__EXERCISE DESCRIPTION__.
Copy all of the material below word for word, leaving every line as it is.
-------- STORED ROWS --------
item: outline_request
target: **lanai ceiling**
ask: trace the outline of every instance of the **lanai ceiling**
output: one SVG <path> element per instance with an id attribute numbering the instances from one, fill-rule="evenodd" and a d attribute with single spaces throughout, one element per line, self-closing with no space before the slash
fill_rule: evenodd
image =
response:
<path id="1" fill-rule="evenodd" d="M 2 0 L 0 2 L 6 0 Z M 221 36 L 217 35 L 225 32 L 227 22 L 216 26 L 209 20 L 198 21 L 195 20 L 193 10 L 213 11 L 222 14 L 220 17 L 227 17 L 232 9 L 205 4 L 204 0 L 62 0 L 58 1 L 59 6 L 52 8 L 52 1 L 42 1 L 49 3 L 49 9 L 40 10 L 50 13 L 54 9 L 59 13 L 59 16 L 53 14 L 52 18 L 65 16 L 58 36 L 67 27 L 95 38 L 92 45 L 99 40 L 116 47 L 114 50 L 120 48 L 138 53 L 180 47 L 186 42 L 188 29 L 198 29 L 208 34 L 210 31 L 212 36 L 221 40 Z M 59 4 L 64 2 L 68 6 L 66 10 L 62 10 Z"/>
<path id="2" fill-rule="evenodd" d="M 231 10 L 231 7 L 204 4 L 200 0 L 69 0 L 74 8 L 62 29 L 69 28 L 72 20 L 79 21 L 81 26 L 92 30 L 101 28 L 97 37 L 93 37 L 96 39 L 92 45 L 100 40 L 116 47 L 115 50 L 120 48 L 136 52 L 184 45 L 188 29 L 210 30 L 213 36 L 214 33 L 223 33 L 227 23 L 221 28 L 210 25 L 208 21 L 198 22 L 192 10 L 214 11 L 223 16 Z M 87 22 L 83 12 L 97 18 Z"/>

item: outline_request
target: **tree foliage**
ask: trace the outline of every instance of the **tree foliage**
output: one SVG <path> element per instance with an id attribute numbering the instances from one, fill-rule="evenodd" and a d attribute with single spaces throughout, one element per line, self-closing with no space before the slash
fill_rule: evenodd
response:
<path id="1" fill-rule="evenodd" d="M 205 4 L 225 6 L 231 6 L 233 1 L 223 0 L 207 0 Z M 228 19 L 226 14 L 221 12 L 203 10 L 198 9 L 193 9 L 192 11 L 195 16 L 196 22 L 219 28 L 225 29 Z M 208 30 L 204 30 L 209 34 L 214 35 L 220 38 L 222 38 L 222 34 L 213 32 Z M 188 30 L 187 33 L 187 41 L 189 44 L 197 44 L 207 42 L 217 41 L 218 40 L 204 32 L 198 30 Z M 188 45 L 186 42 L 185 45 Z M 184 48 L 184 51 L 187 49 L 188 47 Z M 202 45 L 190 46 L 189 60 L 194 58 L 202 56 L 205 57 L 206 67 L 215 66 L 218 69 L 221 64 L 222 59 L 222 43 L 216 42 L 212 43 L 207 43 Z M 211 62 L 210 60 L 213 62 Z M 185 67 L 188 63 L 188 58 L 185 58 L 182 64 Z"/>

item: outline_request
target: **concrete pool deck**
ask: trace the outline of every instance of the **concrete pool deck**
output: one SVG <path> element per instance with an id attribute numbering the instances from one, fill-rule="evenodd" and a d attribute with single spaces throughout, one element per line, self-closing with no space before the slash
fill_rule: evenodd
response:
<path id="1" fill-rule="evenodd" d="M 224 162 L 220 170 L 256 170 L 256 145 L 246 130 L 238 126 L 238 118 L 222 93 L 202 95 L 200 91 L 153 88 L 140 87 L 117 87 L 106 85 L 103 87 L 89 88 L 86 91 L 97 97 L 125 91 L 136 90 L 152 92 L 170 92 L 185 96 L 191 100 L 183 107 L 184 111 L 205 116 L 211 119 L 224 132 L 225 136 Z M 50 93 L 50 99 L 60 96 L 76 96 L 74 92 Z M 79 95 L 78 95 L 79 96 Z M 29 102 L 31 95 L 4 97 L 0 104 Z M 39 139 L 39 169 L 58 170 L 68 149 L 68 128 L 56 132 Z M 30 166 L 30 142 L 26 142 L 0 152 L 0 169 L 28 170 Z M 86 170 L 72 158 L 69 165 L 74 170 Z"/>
--------
__RESPONSE BELOW__.
item: outline_request
target: **lanai ceiling**
ask: trace the outline of every instance of the **lanai ceiling**
output: one SVG <path> element per instance with an id attribute numbering the instances from one, fill-rule="evenodd" and a d attribute with single spaces throughout, one element per line, self-closing with no space before the slash
fill_rule: evenodd
image =
response:
<path id="1" fill-rule="evenodd" d="M 2 0 L 0 2 L 6 0 Z M 221 36 L 217 35 L 225 32 L 227 22 L 216 26 L 209 20 L 198 21 L 195 20 L 193 10 L 213 11 L 222 14 L 220 17 L 227 17 L 232 9 L 205 4 L 204 0 L 62 0 L 58 1 L 59 6 L 52 8 L 52 1 L 42 1 L 49 3 L 49 9 L 40 10 L 50 13 L 54 9 L 59 13 L 59 16 L 53 14 L 52 18 L 65 16 L 58 36 L 67 27 L 95 38 L 92 45 L 99 40 L 116 47 L 114 50 L 120 48 L 138 53 L 180 47 L 186 42 L 188 29 L 198 29 L 208 34 L 210 31 L 212 36 L 221 40 Z M 59 4 L 64 2 L 68 6 L 66 10 L 62 10 Z"/>
<path id="2" fill-rule="evenodd" d="M 231 10 L 231 7 L 204 4 L 200 0 L 69 0 L 74 8 L 62 29 L 69 28 L 72 20 L 79 21 L 81 26 L 92 30 L 101 28 L 97 37 L 93 37 L 96 39 L 92 45 L 100 40 L 116 47 L 115 50 L 120 48 L 136 52 L 184 45 L 188 29 L 210 30 L 213 36 L 214 33 L 223 33 L 227 23 L 221 28 L 210 25 L 208 21 L 198 22 L 192 10 L 214 11 L 223 16 Z M 87 22 L 83 12 L 97 18 Z"/>

item: outline_request
target: **tree foliage**
ask: trace the outline of every instance of the **tree foliage**
output: one SVG <path> element per instance with an id attribute numbering the instances from one, fill-rule="evenodd" and a d attribute with single spaces throughout, one element per line, self-closing with no space before the slash
fill_rule: evenodd
response:
<path id="1" fill-rule="evenodd" d="M 205 4 L 225 6 L 231 6 L 233 1 L 223 0 L 207 0 Z M 228 19 L 226 14 L 221 12 L 203 10 L 198 9 L 193 9 L 192 11 L 195 16 L 196 22 L 219 28 L 225 29 Z M 208 30 L 204 30 L 209 34 L 214 35 L 220 38 L 222 38 L 222 34 L 213 32 Z M 188 30 L 187 33 L 187 41 L 189 44 L 197 44 L 207 42 L 217 41 L 218 40 L 204 32 L 198 30 Z M 188 45 L 186 42 L 185 45 Z M 184 48 L 184 51 L 187 49 L 188 47 Z M 202 45 L 190 46 L 189 60 L 194 58 L 202 56 L 205 57 L 206 67 L 215 66 L 218 69 L 221 64 L 222 59 L 222 43 L 216 42 L 212 43 L 207 43 Z M 211 62 L 210 60 L 213 62 Z M 185 67 L 188 63 L 188 58 L 185 58 L 182 64 Z"/>

item: outline_request
target: **concrete pool deck**
ask: trace the outline of every instance of the **concrete pool deck**
output: one SVG <path> element per instance with an id attribute numbering the instances from one, fill-rule="evenodd" and a d attribute with single spaces throughout, one element per line, self-closing with no space before the slash
fill_rule: evenodd
response:
<path id="1" fill-rule="evenodd" d="M 224 162 L 220 170 L 256 170 L 256 145 L 246 130 L 238 126 L 238 118 L 222 93 L 202 95 L 200 91 L 153 88 L 140 87 L 117 87 L 106 85 L 103 87 L 89 88 L 86 91 L 97 97 L 125 91 L 136 90 L 152 92 L 170 92 L 185 96 L 191 100 L 183 107 L 184 111 L 205 116 L 211 119 L 224 132 L 225 136 Z M 50 93 L 50 99 L 60 96 L 76 96 L 74 92 Z M 79 95 L 78 95 L 79 96 Z M 29 102 L 31 95 L 4 97 L 0 104 Z M 39 139 L 39 169 L 58 170 L 68 149 L 68 128 L 56 132 Z M 30 166 L 30 142 L 26 142 L 0 152 L 0 169 L 28 170 Z M 86 170 L 72 158 L 69 165 L 74 170 Z"/>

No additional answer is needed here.